# Problema planteado a
Extrae de los registros todas las líneas que contengan la cadena «roof».

# Documento
########
Una siria se pregunta: ¿soy capaz de matar?

This 2012 photograph shows a Syrian boy holding anti-aircraft rounds up to the camera and smiling in the newly liberated town of Marayan in northern Syria. Photograph by Syria Freedom, shared on flickr and used under (CC BY 2.0

Esta fotografía de 2012 muestra a un niño sirio sonriente sujetando ante la cámara munición antiaérea en Marayan, localidad del norte de Siria. Fotografía de Syria Freedom, comparida en flickr y utilizada con CC BY 2.0.

Esta publicación forma parte de una serie especial de artículos de la bloguera y activista Marcell Shehwaro, en los que describe la realidad de la vida en Siria durante el actual conflicto bélico entre las fuerzas leales al régimen y las que anhelan derrocarlo.

¿Soy capaz de matar?

Si alguien me lo hubiese preguntado hace cinco años, cuando solía decorar mi escritorio con el consejo de Jesús a Pedro: «Envaina tu espada. Quien a hierro mata, a hierro muere», habría respondido quizás rápida e inocentemente: «¡Imposible! Ni siquiera tengo la habilidad ni el deseo de acabar con la vida de alguien». Y sin pensarlo mucho más habría añadido: «quienquiera que sea y sin tener en cuenta las atrocidades que haya cometido».

Siempre nos gusta pensar que somos guapos; esperamos no oler la muerte; creemos que somos mensajeros de la vida. Nos gusta pensar que estamos en el mundo para hacer de él un lugar mejor. Que estamos aquí con un objetivo mayor. Que vivimos para cantar la vida de otros, para enriquecernos gracias a ellas, y no para degradarlas y acabar con ellas. Hace cinco años no creía en el aborto o en la pena de muerte. Odiaba las armas y la violencia y pensaba que los cambios deben su razón al amor.

Hoy en día, ya no sé en qué creo. Es la guerra. Vivir en el límite entre la vida y la muerte al mismo tiempo. O tienes un instinto de superación que te haga desear la muerte inevitable del enemigo, o te rindes. Uno de los dos tiene que morir para que el otro triunfe. Es la violencia la que lo redefinió todo: nuestras esperanzas, nuestras creencias y nuestra confianza en el mundo. En una fase temprana tuve que replantearme la respuesta a varias preguntas violentas: ¿soy una asesina? ¿Soy capaz de matar? ¿Quiero matar?

«Hace cinco años no creía en el aborto o en la pena de muerte. Odiaba las armas y la violencia y pensaba que los cambios deben su razón al amor. Hoy en día, ya no sé en qué creo».
########
# Datos proporcionados
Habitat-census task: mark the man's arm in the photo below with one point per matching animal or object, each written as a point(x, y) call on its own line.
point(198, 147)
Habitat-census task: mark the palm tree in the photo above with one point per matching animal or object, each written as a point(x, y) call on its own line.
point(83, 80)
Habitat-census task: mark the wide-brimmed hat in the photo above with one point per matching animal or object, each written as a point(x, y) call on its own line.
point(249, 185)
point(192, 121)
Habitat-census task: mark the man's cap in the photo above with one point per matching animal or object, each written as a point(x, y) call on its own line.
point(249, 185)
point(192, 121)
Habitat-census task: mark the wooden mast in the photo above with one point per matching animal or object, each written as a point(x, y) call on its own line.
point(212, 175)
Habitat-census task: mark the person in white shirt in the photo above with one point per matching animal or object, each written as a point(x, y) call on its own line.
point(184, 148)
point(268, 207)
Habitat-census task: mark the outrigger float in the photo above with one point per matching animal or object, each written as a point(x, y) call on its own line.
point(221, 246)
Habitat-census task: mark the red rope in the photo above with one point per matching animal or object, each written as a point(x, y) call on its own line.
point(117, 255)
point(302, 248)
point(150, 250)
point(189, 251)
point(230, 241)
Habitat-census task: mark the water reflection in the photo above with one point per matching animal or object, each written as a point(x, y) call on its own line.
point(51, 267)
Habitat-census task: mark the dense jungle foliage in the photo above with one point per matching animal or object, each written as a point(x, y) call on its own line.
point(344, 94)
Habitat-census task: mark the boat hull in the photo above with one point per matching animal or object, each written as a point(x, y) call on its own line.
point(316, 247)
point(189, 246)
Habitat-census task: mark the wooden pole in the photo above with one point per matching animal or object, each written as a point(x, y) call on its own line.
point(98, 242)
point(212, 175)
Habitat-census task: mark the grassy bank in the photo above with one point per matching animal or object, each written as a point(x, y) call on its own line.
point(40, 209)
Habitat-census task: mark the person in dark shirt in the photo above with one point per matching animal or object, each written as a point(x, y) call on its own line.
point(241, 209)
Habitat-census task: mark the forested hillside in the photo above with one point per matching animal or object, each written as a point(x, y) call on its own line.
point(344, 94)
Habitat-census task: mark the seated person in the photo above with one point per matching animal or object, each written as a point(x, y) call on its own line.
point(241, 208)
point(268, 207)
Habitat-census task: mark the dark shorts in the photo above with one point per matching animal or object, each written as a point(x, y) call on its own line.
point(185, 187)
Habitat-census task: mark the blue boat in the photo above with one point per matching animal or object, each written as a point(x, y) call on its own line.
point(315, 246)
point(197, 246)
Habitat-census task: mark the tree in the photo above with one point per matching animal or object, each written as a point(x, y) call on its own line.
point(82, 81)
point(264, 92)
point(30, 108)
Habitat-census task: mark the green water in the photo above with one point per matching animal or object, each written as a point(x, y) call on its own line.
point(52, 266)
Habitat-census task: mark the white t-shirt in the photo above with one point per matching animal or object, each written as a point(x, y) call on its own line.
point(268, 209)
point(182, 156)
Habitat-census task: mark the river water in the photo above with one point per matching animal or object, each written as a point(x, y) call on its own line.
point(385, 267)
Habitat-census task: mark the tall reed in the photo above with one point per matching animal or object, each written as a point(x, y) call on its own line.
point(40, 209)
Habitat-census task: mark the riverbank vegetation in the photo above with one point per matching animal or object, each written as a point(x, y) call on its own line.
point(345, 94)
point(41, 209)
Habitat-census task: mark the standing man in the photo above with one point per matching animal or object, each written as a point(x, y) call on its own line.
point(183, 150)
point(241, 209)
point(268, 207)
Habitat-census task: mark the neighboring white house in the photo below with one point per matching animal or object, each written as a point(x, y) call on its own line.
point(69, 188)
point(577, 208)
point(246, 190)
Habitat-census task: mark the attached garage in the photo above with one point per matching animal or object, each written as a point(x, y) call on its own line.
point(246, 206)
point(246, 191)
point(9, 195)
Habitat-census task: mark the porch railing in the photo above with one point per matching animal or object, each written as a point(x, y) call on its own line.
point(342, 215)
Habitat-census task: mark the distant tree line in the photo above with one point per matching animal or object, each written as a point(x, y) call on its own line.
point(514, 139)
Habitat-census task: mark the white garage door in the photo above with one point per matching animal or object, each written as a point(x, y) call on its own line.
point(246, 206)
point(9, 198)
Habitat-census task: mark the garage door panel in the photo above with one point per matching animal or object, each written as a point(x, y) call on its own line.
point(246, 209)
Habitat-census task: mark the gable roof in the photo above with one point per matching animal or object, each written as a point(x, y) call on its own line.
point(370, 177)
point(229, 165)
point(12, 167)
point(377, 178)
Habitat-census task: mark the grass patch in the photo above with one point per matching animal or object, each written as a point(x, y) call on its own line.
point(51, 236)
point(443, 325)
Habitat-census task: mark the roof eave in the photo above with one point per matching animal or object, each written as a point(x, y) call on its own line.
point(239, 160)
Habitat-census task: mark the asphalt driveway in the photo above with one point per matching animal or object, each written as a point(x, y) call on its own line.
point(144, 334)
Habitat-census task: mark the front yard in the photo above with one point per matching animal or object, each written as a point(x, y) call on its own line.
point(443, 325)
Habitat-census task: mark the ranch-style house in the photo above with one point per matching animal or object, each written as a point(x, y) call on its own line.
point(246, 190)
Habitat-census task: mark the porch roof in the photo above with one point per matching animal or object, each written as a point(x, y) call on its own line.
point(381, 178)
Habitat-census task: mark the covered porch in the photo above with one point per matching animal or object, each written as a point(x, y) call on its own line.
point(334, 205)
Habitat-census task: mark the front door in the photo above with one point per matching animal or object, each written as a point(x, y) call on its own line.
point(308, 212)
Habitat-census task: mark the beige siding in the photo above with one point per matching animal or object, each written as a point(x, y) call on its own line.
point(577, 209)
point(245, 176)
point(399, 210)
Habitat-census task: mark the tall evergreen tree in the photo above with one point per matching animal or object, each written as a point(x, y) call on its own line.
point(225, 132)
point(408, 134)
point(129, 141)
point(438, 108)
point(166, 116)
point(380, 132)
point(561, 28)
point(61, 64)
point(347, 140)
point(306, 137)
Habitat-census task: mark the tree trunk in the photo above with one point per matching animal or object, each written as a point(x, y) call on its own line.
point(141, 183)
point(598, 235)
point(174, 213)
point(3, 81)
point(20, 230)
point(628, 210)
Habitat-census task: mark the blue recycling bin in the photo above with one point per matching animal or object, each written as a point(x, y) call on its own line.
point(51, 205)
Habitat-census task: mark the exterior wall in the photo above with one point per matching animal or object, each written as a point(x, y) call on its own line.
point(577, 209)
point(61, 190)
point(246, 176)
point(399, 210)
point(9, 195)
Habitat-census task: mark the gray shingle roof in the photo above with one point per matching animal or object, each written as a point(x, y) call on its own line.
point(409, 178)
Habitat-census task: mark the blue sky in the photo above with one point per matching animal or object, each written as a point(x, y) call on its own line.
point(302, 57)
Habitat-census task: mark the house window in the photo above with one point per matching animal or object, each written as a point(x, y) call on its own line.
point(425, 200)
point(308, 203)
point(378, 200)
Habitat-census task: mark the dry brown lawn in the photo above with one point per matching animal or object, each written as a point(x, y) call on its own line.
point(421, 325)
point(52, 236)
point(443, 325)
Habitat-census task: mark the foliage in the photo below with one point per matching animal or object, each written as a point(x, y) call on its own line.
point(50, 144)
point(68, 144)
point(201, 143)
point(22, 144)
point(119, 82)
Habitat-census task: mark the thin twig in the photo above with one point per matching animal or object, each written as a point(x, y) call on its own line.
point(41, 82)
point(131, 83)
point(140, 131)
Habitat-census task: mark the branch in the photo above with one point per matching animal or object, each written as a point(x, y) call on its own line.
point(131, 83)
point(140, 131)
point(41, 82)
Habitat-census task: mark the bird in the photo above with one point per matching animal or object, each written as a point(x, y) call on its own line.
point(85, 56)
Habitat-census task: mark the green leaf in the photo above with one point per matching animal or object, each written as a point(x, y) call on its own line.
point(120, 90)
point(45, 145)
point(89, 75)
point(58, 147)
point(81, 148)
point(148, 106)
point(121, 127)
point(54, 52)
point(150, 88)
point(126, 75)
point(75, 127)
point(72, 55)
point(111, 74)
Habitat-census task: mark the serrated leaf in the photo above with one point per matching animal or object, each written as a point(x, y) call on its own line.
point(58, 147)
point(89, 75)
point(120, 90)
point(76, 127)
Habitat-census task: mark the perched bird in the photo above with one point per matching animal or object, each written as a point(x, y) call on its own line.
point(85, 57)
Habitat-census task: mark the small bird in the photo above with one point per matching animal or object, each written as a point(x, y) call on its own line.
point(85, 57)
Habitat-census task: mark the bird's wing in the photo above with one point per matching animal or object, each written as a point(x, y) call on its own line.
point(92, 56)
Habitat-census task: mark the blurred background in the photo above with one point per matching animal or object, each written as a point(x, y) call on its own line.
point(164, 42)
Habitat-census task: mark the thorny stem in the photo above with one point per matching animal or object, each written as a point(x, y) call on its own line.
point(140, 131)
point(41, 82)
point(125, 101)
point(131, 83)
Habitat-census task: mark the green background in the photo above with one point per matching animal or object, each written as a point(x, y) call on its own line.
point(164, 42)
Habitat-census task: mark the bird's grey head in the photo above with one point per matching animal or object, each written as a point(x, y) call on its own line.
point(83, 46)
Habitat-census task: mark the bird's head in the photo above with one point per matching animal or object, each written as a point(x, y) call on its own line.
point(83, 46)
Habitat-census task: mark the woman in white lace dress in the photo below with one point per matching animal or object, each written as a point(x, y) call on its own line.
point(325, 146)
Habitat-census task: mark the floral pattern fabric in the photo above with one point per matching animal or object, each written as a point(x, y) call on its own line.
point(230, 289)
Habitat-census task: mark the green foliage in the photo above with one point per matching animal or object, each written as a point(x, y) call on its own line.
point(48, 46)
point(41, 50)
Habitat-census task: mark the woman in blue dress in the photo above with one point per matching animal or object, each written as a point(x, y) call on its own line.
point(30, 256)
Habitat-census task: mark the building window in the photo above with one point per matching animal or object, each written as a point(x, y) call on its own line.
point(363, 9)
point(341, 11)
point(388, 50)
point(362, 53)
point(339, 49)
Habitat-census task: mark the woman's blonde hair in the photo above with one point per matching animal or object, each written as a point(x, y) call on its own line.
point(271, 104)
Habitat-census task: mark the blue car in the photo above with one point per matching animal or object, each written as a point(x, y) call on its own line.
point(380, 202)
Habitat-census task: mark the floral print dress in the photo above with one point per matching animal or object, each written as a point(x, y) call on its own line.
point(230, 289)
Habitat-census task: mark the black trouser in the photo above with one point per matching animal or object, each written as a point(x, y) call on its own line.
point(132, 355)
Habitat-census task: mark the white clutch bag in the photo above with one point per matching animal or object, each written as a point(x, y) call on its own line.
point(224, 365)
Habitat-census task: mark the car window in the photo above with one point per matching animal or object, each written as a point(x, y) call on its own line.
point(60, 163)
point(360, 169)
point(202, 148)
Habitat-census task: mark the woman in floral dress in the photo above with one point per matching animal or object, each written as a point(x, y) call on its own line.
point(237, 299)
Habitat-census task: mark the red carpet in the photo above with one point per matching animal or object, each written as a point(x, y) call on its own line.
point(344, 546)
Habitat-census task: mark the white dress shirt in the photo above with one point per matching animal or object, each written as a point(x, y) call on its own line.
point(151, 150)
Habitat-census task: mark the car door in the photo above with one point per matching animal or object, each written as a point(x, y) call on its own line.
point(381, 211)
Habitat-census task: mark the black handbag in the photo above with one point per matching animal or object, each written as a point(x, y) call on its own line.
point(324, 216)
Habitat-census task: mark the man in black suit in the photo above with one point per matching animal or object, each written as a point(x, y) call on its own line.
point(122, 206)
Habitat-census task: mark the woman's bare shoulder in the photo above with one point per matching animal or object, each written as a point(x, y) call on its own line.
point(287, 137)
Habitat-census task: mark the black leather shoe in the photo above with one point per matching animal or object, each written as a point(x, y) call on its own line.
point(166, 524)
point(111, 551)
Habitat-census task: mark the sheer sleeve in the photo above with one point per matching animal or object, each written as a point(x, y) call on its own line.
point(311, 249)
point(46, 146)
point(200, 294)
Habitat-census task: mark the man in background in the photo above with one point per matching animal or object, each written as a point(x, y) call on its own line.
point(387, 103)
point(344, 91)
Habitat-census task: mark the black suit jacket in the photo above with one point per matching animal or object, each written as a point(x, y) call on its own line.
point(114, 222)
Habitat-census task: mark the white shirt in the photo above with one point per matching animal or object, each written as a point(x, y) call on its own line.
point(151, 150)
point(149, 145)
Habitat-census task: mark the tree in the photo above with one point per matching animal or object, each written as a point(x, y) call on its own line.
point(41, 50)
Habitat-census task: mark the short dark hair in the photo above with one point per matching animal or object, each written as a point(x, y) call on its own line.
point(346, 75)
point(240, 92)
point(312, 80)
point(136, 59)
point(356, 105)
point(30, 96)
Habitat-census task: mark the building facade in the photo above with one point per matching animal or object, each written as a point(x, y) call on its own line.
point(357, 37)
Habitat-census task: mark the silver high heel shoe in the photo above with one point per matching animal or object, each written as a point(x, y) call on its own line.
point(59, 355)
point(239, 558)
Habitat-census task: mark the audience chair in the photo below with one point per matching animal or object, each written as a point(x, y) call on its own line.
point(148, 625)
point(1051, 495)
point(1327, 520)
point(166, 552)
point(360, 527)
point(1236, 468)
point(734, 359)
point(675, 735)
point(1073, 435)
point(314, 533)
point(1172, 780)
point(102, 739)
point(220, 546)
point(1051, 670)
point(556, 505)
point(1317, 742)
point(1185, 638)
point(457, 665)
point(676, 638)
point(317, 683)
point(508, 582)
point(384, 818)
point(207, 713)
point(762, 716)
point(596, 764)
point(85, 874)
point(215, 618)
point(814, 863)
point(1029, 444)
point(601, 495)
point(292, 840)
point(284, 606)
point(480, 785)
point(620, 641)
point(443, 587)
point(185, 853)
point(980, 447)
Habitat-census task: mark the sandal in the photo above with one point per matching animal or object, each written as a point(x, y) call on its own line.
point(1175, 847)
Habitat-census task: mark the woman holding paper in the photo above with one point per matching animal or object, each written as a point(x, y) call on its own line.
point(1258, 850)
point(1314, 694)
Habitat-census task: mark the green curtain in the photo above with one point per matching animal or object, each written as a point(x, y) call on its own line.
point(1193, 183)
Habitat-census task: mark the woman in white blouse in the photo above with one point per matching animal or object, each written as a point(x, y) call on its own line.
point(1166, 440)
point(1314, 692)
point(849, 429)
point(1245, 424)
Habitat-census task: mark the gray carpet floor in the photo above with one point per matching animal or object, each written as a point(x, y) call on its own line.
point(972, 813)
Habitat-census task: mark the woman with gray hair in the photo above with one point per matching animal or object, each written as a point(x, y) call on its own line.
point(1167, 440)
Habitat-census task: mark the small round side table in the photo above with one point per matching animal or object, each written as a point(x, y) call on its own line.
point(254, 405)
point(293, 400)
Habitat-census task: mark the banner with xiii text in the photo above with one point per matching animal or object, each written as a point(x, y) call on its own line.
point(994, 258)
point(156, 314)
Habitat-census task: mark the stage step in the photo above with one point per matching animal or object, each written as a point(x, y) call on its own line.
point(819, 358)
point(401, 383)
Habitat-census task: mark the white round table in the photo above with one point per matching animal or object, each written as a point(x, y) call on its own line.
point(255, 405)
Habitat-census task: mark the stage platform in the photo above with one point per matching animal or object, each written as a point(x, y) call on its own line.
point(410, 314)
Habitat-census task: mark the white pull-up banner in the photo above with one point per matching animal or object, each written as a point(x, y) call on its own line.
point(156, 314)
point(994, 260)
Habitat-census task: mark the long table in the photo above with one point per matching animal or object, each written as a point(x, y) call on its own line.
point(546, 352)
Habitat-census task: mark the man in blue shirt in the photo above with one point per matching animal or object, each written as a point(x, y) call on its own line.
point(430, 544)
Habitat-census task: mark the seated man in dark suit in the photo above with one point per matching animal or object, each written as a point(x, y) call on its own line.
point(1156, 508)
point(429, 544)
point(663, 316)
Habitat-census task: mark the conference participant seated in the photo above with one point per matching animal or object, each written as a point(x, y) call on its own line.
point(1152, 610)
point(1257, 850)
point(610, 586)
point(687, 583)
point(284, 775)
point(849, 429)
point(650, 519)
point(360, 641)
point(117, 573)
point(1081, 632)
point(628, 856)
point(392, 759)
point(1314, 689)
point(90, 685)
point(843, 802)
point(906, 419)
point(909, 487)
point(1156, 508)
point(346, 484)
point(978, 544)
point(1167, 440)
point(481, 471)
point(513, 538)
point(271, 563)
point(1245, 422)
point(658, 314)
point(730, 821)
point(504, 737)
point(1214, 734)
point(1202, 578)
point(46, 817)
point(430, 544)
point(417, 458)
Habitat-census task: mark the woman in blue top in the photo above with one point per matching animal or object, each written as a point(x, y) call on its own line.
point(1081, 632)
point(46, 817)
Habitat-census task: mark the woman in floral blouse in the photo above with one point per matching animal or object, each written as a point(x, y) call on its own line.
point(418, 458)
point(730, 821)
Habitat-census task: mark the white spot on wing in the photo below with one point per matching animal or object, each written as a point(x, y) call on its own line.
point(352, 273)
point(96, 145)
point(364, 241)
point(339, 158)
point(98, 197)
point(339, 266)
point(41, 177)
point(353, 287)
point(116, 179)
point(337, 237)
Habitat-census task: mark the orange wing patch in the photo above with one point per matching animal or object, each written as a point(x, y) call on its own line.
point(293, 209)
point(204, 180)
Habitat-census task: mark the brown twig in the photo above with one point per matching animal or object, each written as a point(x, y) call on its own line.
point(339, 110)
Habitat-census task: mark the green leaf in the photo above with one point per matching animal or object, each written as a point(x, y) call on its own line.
########
# Problema planteado b
Enumera todo lo que, según el artículo sobre la vida en Siria durante la guerra, redefinió la violencia.

# Resultado del ejercicio a
Habitat-census task: mark the gable roof in the photo above with one point per matching animal or object, each written as a point(x, y) call on its own line.
Habitat-census task: mark the roof eave in the photo above with one point per matching animal or object, each written as a point(x, y) call on its own line.
Habitat-census task: mark the porch roof in the photo above with one point per matching animal or object, each written as a point(x, y) call on its own line.
Habitat-census task: mark the gray shingle roof in the photo above with one point per matching animal or object, each written as a point(x, y) call on its own line.

# Resultado del ejercicio b
- Nuestras esperanzas
- Nuestras creencias
- Nuestra confianza en el mundo